§ Brano estratto
^^^^^^^^

Siamo prigionieri delle storie che ci raccontiamo, gabbie invisibili costruite dalla nostra mente.
I nostri schemi mentali offuscano la vera percezione di noi stessi e del nostro potenziale.
Possiamo ancora riscrivere la nostra storia, liberandoci dalle convinzioni che ci tengono ancorati?
Ci ripetiamo, come un mantra, "non posso", "non valgo abbastanza", "sono un fallito".
Siamo prigionieri dei nostri pensieri, intrappolati nella paura di sfidarli. Sapete perché? Perché sfidarli significa esporre le nostre fragilità, ammettere che potremmo non essere all’altezza delle nostre aspettative o, peggio ancora, di quelle degli altri.
Così finiamo per accettare la sicurezza della mediocrità, pur di non affrontare una verità che potrebbe farci più male.
Siamo schiavi delle storie che ci raccontiamo ogni giorno, storie che alla fine ci definiscono: "Non sono abbastanza bravo", "Non ce la farò mai". Frasi che si ripetono nella nostra mente, ma che non sono altro che supposizioni, trasformate da noi in salde convinzioni.
Le nostre (vere) possibilità vengono soffocate dai limiti che ci imponiamo.
Ma fermiamoci un attimo: Chi ha scritto questa storia? Chi ha deciso che doveva andare così? Sono stato io? Sono stati gli altri?

^^^^^^^^

§ Righe di dati
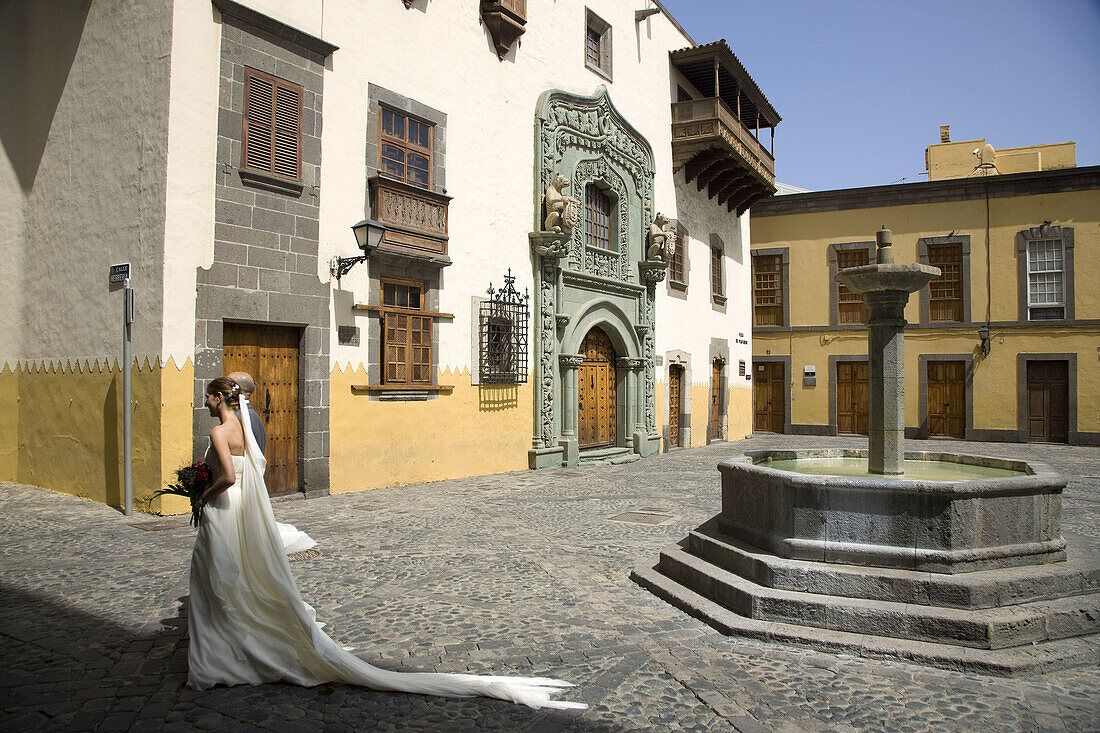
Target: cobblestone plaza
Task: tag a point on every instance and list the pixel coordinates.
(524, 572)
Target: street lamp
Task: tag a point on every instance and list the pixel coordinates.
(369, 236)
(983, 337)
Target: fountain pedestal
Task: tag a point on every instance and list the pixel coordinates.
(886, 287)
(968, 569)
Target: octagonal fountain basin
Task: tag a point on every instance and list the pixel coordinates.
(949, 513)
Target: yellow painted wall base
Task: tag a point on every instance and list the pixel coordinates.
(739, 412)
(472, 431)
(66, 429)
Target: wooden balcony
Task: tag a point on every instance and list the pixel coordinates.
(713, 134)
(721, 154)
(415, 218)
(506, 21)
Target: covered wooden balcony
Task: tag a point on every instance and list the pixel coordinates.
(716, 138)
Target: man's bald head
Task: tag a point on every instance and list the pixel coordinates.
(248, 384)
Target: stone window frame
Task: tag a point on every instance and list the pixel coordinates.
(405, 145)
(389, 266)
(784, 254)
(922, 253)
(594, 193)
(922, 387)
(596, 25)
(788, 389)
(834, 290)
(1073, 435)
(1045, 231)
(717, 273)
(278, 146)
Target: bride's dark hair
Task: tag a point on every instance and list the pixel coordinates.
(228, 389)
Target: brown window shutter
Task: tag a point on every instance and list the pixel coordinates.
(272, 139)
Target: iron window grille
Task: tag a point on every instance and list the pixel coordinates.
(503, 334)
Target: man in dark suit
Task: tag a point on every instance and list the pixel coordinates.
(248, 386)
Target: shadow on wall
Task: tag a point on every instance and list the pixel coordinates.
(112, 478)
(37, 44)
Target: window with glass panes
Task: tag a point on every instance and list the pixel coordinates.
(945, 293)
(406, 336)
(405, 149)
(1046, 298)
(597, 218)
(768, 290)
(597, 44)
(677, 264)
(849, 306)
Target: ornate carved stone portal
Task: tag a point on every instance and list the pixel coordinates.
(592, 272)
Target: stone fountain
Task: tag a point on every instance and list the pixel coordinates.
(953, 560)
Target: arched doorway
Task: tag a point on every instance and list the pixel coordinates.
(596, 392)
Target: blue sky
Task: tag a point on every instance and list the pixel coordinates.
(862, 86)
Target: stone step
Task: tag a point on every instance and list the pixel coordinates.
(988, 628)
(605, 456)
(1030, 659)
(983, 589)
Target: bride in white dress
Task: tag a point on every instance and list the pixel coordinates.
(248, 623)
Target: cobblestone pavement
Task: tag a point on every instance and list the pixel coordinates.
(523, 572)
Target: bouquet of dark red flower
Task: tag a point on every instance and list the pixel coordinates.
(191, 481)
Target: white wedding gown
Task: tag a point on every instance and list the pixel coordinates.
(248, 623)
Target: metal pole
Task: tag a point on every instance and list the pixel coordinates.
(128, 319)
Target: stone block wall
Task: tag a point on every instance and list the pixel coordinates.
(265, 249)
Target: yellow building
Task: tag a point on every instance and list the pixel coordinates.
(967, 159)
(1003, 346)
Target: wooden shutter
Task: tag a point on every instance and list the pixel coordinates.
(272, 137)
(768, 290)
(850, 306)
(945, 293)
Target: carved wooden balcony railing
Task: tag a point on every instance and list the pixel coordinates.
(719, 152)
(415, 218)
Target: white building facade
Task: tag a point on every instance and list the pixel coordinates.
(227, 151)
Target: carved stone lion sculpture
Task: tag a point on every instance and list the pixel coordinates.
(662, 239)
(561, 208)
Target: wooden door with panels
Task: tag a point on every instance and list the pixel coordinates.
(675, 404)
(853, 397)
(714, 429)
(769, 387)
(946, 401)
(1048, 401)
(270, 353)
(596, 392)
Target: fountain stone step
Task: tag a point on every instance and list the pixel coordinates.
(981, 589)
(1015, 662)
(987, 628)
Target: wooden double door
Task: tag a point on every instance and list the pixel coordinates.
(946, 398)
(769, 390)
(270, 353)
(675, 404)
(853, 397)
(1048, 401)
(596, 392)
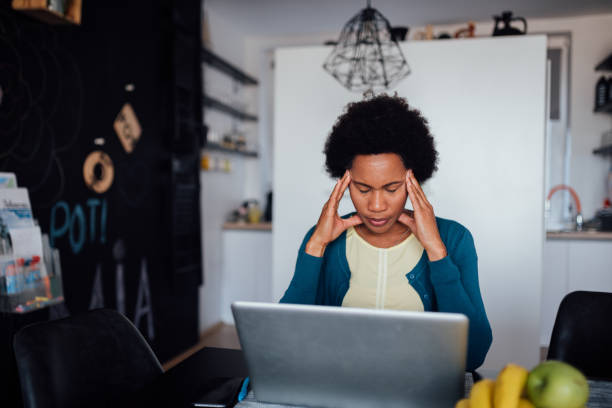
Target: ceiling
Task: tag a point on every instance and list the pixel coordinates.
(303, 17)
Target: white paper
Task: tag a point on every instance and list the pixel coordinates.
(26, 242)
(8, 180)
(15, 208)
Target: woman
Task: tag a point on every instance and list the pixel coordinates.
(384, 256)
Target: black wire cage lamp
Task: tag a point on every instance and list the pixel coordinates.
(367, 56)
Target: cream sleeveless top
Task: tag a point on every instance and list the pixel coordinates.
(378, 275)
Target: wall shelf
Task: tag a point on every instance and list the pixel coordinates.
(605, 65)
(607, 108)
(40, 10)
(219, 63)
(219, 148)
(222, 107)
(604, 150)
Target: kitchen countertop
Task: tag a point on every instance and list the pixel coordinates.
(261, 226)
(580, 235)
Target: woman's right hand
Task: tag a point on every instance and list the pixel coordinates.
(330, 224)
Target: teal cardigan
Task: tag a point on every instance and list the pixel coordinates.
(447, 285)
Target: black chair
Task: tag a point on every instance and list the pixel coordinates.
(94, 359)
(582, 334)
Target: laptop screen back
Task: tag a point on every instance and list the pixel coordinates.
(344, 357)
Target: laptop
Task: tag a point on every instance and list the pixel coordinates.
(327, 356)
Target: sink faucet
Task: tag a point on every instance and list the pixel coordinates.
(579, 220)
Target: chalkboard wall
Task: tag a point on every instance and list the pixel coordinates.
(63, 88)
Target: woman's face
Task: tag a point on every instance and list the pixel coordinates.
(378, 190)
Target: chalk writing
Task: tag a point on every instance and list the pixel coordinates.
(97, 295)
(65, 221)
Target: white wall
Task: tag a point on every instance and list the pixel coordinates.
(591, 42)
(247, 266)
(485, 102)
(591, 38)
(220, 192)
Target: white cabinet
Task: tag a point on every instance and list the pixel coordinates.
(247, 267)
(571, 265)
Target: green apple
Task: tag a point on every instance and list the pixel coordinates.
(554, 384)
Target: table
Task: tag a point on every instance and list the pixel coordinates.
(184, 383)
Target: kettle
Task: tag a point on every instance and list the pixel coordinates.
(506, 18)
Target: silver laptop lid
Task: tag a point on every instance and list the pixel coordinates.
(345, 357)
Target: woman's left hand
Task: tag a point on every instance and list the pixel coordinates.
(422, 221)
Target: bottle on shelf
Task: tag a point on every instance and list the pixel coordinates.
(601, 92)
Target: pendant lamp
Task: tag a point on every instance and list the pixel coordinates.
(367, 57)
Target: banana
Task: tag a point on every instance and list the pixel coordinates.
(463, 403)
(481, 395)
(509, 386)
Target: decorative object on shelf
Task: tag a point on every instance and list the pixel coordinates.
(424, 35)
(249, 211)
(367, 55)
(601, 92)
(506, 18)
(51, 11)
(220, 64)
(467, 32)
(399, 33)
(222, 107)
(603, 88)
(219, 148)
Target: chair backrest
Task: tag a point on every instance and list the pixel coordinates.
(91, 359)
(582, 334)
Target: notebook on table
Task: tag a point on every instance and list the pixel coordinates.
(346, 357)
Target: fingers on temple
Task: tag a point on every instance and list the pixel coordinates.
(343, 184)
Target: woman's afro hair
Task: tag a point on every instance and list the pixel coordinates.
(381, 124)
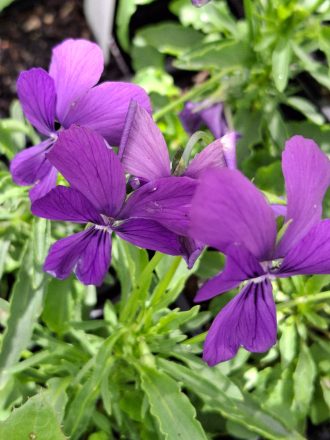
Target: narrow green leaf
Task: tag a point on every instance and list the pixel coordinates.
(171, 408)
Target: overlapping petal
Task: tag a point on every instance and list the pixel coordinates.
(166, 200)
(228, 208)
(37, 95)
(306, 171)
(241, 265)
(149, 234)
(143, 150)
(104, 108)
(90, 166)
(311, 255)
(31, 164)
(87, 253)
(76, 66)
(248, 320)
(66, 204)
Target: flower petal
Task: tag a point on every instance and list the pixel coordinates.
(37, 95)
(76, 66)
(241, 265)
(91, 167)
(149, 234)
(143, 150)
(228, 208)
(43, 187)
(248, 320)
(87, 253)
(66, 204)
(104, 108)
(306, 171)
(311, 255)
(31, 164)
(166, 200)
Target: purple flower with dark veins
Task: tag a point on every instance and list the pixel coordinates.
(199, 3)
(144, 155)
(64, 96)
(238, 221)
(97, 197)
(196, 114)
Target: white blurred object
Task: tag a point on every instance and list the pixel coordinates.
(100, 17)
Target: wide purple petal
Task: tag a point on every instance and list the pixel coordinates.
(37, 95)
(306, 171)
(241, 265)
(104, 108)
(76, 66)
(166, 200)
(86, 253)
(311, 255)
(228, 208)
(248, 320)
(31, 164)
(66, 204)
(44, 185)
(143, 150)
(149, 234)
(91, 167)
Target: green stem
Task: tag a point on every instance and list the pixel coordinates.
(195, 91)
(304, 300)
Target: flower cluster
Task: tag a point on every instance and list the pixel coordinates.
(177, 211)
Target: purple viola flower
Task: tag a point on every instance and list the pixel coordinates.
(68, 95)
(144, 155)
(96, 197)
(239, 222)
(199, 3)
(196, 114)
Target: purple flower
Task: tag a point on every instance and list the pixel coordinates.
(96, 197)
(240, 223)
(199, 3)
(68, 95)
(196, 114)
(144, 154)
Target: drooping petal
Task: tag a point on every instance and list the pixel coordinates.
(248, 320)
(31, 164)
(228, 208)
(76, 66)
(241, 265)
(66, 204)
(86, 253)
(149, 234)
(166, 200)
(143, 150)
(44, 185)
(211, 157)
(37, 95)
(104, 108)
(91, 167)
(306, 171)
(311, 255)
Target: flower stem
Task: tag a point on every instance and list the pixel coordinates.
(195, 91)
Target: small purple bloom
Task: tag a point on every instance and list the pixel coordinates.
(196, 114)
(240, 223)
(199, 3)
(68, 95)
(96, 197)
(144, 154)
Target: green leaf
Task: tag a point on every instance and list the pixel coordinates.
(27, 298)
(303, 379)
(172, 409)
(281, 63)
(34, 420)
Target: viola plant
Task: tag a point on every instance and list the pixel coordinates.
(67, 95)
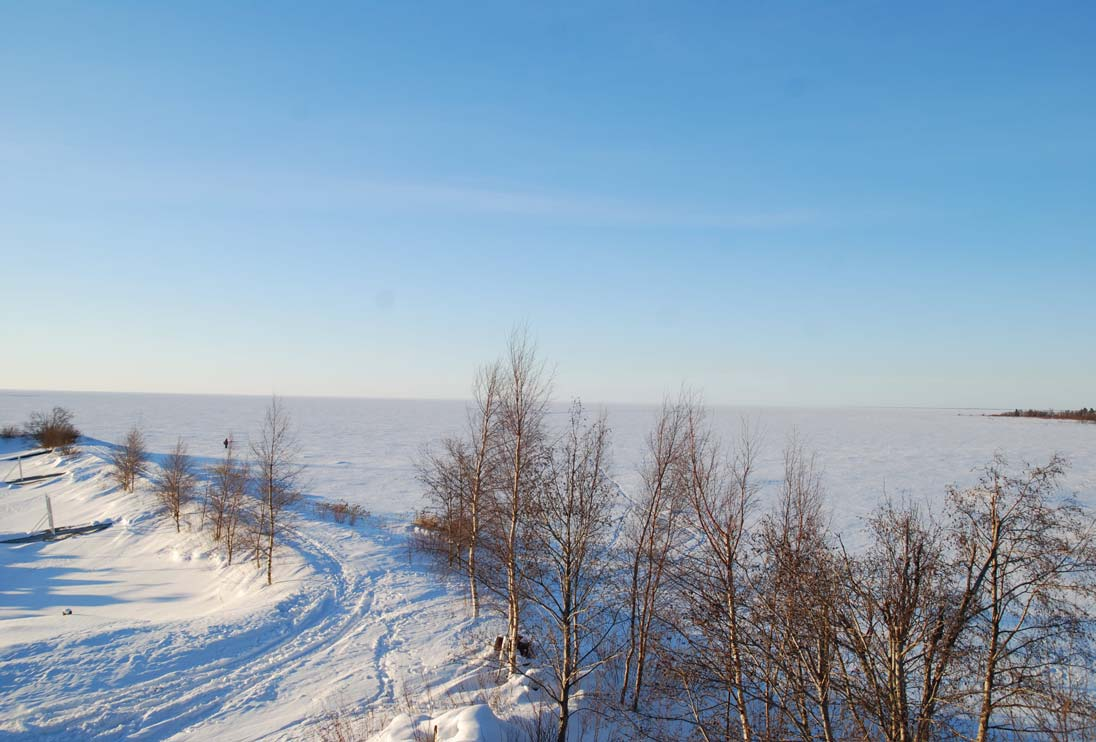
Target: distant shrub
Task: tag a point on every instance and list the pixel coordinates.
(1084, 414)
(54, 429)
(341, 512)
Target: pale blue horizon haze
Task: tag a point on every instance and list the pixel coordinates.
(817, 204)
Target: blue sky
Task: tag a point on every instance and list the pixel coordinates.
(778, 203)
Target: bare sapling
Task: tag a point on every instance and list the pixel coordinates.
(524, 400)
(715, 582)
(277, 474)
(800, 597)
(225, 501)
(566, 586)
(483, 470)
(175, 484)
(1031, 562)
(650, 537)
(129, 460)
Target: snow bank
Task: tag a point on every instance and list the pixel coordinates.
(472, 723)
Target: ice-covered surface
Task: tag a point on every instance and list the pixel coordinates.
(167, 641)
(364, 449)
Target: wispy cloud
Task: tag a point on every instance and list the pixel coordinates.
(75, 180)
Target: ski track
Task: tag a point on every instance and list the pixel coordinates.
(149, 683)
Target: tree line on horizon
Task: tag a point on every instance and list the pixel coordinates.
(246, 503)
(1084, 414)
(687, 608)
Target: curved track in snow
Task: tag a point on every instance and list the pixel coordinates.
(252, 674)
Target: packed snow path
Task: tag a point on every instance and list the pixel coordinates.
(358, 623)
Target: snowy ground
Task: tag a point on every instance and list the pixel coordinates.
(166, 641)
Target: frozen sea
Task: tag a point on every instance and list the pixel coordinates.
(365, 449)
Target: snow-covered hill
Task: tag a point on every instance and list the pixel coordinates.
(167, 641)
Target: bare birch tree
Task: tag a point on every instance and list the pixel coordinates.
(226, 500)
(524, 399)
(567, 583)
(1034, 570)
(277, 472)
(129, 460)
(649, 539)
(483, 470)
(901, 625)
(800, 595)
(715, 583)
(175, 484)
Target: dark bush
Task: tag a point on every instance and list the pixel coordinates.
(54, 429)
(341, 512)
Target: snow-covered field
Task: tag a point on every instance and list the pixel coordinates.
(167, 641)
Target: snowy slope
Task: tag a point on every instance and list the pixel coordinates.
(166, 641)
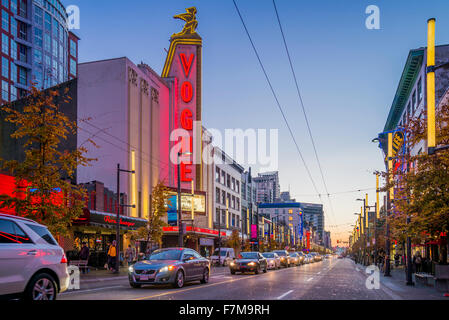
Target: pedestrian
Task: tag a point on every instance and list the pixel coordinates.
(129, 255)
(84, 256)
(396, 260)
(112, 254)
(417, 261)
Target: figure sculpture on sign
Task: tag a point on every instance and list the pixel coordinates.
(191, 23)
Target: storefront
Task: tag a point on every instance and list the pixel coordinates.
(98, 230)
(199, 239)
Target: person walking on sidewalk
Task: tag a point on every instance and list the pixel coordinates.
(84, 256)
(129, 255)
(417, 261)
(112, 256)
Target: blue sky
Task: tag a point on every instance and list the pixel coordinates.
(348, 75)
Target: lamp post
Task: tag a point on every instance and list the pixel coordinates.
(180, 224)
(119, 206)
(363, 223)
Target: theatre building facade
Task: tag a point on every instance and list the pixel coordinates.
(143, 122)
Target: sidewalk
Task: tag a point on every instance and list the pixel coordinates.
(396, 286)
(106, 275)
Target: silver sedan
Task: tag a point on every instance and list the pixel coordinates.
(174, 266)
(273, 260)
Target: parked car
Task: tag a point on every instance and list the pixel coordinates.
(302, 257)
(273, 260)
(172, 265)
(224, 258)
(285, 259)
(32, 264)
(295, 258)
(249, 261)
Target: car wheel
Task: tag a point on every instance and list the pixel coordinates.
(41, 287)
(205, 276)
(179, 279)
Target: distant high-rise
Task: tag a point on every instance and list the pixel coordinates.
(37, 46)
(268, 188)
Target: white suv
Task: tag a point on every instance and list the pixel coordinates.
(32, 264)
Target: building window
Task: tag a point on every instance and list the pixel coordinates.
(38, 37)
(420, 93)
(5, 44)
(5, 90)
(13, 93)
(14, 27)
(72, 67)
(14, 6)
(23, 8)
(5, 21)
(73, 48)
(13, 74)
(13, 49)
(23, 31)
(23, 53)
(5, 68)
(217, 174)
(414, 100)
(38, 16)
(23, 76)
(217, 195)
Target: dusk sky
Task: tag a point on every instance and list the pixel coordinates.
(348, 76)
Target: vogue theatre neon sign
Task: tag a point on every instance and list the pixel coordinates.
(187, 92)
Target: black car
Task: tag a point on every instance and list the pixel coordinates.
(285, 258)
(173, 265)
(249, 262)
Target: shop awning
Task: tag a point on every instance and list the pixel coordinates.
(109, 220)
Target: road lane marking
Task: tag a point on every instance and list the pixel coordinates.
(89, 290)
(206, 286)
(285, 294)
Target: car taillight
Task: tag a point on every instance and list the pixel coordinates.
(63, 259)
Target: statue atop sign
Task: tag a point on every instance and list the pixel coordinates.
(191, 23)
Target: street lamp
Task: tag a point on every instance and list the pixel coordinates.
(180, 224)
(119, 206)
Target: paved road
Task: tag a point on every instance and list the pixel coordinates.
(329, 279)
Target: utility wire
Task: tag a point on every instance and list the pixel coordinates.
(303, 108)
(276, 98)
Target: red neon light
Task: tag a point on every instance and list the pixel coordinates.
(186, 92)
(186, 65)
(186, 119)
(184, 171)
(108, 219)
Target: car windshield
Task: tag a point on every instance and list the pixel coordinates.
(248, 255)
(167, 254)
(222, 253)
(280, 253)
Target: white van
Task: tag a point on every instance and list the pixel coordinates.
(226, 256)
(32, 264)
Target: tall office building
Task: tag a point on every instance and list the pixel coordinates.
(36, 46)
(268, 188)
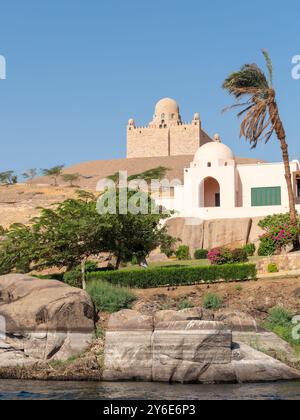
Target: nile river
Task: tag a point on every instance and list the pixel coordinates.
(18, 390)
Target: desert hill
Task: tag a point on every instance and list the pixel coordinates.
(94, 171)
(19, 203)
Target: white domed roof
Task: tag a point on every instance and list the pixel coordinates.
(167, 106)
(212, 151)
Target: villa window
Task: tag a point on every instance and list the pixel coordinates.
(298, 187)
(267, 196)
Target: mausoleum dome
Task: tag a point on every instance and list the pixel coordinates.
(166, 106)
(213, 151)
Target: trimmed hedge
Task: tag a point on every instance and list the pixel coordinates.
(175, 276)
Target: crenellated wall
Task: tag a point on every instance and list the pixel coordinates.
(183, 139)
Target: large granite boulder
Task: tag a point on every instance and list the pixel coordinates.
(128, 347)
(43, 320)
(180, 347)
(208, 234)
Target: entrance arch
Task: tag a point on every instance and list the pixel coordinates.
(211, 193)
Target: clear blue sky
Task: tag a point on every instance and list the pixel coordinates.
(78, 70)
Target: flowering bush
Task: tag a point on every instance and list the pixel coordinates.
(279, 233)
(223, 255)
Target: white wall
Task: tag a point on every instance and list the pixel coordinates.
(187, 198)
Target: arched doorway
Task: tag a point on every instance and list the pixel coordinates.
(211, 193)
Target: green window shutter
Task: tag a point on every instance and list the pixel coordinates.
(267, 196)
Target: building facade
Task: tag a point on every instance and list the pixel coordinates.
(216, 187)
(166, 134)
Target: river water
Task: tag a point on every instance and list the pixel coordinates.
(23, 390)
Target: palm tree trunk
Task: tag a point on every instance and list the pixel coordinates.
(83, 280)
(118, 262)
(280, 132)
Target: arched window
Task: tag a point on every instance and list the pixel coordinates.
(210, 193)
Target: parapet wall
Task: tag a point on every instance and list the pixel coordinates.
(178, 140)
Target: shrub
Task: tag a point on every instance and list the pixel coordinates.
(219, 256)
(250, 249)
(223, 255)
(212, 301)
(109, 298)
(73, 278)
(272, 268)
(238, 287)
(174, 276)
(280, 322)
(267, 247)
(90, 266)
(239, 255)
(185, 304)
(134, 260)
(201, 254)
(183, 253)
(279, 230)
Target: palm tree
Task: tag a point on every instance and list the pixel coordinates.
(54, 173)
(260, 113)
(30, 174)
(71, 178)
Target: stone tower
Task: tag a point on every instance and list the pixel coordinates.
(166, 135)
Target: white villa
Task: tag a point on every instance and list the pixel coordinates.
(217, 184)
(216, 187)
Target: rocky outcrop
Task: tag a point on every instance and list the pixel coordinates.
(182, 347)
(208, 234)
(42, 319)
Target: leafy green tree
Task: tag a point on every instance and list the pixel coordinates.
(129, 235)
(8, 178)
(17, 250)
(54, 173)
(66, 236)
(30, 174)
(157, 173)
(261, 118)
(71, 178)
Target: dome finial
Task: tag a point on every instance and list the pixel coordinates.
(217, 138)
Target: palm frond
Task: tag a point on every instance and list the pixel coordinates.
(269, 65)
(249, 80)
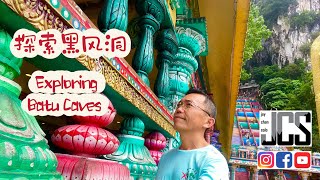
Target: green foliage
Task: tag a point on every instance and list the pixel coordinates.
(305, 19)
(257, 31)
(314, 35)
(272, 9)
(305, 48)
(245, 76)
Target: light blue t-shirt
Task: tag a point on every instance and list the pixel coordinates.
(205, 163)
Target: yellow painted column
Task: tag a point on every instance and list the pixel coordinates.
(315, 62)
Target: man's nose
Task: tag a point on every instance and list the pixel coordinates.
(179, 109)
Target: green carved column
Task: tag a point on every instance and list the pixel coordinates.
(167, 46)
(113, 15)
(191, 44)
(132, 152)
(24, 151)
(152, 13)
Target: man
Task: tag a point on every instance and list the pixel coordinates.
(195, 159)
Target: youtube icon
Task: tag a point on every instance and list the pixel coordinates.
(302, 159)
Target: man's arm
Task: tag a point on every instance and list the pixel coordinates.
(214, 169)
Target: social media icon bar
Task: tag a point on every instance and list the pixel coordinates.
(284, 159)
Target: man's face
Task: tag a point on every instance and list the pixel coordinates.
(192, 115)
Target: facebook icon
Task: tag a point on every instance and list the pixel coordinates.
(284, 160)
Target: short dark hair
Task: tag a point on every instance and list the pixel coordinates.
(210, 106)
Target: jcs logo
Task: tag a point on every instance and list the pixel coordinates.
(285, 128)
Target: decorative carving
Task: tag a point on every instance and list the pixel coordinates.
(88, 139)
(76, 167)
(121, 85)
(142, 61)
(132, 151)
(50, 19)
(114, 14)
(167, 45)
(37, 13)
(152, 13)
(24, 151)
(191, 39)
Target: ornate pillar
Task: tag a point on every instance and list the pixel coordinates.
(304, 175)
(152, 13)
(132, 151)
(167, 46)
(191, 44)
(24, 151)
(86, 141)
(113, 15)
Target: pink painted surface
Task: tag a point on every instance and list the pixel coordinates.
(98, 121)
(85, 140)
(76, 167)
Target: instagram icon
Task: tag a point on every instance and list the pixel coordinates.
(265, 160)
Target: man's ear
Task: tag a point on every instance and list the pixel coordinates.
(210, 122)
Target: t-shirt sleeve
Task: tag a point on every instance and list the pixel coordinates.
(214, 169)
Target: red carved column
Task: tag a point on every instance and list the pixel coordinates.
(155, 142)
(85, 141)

^^^^^^^^

§ Il suo compito
Riproduca fedelmente la parte del brano compresa tra "Possiamo ancora riscrivere" e "farci più male.", estremi inclusi. Le righe costituiscono materiale a sé stante, distinto dal brano.

§ Risultato
Possiamo ancora riscrivere la nostra storia, liberandoci dalle convinzioni che ci tengono ancorati?
Ci ripetiamo, come un mantra, "non posso", "non valgo abbastanza", "sono un fallito".
Siamo prigionieri dei nostri pensieri, intrappolati nella paura di sfidarli. Sapete perché? Perché sfidarli significa esporre le nostre fragilità, ammettere che potremmo non essere all’altezza delle nostre aspettative o, peggio ancora, di quelle degli altri.
Così finiamo per accettare la sicurezza della mediocrità, pur di non affrontare una verità che potrebbe farci più male.